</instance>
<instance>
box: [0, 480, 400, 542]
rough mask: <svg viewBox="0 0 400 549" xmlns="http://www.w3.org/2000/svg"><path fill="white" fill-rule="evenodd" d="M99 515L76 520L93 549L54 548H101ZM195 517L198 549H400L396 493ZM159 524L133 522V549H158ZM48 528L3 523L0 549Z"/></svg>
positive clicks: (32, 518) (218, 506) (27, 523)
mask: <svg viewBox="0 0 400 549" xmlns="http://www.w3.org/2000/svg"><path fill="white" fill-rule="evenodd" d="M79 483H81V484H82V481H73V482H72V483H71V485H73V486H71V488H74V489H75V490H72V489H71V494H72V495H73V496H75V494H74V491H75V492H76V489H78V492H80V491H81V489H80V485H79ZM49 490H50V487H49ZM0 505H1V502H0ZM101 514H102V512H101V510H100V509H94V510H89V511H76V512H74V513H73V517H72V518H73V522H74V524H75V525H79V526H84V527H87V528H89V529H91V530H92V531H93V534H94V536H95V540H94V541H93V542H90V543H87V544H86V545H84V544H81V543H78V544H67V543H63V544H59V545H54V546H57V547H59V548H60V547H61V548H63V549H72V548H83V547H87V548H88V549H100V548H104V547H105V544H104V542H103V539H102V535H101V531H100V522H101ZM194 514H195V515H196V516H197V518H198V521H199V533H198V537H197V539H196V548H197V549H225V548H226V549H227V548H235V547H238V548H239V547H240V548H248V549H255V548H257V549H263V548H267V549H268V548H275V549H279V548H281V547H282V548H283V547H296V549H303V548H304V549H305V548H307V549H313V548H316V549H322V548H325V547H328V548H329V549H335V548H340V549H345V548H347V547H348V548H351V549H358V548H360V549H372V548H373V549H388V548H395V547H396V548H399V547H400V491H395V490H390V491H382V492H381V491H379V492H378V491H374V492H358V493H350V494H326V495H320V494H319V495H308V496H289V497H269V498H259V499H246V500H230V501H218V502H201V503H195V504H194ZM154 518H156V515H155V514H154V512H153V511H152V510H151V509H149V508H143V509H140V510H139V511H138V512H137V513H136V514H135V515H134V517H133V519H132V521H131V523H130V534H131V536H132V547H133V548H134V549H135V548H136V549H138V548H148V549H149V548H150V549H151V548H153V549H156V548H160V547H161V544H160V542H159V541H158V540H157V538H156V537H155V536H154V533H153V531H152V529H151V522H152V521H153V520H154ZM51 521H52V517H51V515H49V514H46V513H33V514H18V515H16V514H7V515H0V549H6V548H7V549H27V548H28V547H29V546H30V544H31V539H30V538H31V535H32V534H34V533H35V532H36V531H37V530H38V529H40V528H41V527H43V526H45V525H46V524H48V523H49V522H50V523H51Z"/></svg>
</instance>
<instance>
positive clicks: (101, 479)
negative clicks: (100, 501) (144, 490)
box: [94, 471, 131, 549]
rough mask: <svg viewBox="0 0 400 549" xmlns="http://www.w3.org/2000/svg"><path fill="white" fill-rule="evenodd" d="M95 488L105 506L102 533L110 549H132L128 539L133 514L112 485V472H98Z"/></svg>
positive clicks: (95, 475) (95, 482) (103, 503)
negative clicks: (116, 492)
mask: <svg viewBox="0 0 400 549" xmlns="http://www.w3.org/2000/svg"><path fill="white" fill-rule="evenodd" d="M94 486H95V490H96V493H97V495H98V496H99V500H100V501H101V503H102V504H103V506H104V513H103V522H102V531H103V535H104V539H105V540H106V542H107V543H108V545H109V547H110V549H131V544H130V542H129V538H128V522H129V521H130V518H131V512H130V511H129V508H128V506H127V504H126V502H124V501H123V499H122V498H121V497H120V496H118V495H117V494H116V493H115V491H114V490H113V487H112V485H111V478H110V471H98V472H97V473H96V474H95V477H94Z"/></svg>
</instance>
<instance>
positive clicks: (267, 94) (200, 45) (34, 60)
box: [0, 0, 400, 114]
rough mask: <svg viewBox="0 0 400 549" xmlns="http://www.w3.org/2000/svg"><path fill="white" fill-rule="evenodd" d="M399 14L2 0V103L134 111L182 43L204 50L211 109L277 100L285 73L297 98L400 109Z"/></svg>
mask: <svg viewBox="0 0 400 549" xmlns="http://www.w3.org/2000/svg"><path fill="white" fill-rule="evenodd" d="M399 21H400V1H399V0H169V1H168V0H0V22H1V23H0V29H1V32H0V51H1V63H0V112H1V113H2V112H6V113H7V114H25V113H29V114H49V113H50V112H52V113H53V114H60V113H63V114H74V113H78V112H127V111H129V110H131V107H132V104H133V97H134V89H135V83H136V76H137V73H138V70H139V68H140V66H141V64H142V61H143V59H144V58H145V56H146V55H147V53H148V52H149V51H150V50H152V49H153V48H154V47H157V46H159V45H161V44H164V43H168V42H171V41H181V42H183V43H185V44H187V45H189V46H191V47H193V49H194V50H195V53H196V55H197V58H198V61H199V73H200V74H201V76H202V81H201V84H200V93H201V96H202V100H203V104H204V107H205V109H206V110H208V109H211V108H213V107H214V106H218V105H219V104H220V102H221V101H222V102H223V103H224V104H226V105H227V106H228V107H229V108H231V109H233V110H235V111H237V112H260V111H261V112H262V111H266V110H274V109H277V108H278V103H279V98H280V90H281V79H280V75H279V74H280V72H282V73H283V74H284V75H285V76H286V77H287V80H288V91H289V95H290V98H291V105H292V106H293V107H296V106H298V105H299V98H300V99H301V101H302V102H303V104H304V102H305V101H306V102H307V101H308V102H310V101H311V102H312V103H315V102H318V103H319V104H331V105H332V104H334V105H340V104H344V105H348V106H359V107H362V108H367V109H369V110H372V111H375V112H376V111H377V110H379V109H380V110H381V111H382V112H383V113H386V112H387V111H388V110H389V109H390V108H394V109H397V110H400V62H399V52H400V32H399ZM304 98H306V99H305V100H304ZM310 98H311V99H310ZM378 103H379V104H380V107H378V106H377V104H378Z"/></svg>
* * *
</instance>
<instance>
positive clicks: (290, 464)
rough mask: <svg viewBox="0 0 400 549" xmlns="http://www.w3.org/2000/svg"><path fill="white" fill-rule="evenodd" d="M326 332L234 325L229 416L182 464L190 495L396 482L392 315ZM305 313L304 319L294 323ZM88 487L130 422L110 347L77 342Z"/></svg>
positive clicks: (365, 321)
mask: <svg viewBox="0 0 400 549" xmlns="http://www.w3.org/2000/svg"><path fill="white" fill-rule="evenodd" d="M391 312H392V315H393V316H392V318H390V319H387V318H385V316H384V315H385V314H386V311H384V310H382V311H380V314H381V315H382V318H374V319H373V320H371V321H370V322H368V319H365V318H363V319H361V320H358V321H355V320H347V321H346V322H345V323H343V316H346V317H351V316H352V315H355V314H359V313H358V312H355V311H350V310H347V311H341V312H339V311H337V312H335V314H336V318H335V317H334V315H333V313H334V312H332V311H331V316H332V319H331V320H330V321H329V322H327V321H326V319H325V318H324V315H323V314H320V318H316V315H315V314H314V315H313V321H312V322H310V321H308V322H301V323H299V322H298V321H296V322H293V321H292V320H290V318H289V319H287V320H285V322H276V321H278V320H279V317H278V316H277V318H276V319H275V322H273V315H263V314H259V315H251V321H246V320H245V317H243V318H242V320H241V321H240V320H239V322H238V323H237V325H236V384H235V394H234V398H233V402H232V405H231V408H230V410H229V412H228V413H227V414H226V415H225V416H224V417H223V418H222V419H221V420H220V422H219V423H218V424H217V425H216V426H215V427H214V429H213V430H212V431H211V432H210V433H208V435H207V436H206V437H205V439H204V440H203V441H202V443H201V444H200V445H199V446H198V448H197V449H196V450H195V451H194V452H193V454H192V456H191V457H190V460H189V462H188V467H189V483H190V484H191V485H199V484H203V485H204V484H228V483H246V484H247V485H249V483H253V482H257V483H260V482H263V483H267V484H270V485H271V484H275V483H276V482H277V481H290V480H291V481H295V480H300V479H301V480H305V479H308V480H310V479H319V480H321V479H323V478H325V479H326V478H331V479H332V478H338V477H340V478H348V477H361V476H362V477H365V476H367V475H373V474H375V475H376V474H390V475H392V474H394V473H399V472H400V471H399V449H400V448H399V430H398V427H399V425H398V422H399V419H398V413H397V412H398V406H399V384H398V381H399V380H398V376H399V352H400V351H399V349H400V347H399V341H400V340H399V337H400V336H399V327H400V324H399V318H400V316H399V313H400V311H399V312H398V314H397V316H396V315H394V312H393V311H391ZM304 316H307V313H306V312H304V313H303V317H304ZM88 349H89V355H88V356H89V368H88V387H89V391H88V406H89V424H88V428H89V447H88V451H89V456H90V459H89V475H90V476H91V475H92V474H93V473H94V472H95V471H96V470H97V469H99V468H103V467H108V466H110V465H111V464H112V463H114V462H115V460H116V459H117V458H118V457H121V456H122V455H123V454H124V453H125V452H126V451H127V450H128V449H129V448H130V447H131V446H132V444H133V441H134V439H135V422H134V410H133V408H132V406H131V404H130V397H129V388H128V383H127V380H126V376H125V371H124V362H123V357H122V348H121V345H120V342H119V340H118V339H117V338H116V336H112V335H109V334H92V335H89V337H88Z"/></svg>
* * *
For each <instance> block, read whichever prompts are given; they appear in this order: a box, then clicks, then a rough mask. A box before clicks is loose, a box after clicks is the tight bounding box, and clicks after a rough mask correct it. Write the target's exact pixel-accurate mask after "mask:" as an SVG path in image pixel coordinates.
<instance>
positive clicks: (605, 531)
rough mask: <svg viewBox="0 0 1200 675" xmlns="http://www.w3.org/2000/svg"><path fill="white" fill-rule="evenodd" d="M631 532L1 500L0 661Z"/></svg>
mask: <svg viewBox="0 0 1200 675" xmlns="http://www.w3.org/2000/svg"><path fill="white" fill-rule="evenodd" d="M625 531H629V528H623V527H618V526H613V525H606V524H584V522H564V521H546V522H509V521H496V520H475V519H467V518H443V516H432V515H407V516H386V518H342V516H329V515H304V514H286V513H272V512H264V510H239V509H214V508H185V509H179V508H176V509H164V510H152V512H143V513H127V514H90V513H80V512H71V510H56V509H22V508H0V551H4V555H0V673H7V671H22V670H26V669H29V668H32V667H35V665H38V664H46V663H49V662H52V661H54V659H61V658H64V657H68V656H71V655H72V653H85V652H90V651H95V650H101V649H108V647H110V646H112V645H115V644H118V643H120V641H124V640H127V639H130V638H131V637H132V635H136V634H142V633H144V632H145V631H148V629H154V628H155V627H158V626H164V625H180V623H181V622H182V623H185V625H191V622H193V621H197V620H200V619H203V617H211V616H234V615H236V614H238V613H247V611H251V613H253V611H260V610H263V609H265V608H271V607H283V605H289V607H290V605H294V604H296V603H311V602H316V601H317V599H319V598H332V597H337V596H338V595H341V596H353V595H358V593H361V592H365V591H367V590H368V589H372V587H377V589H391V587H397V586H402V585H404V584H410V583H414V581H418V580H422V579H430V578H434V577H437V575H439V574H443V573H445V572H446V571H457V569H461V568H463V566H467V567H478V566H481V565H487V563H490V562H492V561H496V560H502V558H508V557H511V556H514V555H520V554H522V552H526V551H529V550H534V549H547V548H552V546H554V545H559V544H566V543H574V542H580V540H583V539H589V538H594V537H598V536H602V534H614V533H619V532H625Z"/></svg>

- [How to complete this task]
Please give an exact copy of the entries above, from the line with "positive clicks: (101, 479)" down to the line with "box: [0, 0, 400, 114]", inclusive, and nothing else.

- [Written response]
positive clicks: (101, 479)
negative clicks: (100, 501) (144, 490)
box: [94, 471, 131, 549]
rough mask: <svg viewBox="0 0 400 549" xmlns="http://www.w3.org/2000/svg"><path fill="white" fill-rule="evenodd" d="M95 488L105 506L102 533L110 549H132L128 539L133 514L112 485V472H98Z"/></svg>
positive clicks: (95, 475) (95, 482) (103, 503)
negative clicks: (116, 492)
mask: <svg viewBox="0 0 400 549" xmlns="http://www.w3.org/2000/svg"><path fill="white" fill-rule="evenodd" d="M94 486H95V490H96V493H97V495H98V496H99V500H100V501H101V503H102V504H103V506H104V513H103V522H102V531H103V535H104V539H105V540H106V542H107V543H108V545H109V547H110V549H131V544H130V542H129V538H128V522H129V521H130V518H131V512H130V511H129V508H128V506H127V504H126V502H124V501H123V499H122V498H121V497H120V496H118V495H117V494H116V493H115V491H114V490H113V487H112V485H111V478H110V471H98V472H97V473H96V474H95V477H94Z"/></svg>
</instance>
<instance>
positive clicks: (267, 94) (200, 45) (34, 60)
box: [0, 0, 400, 114]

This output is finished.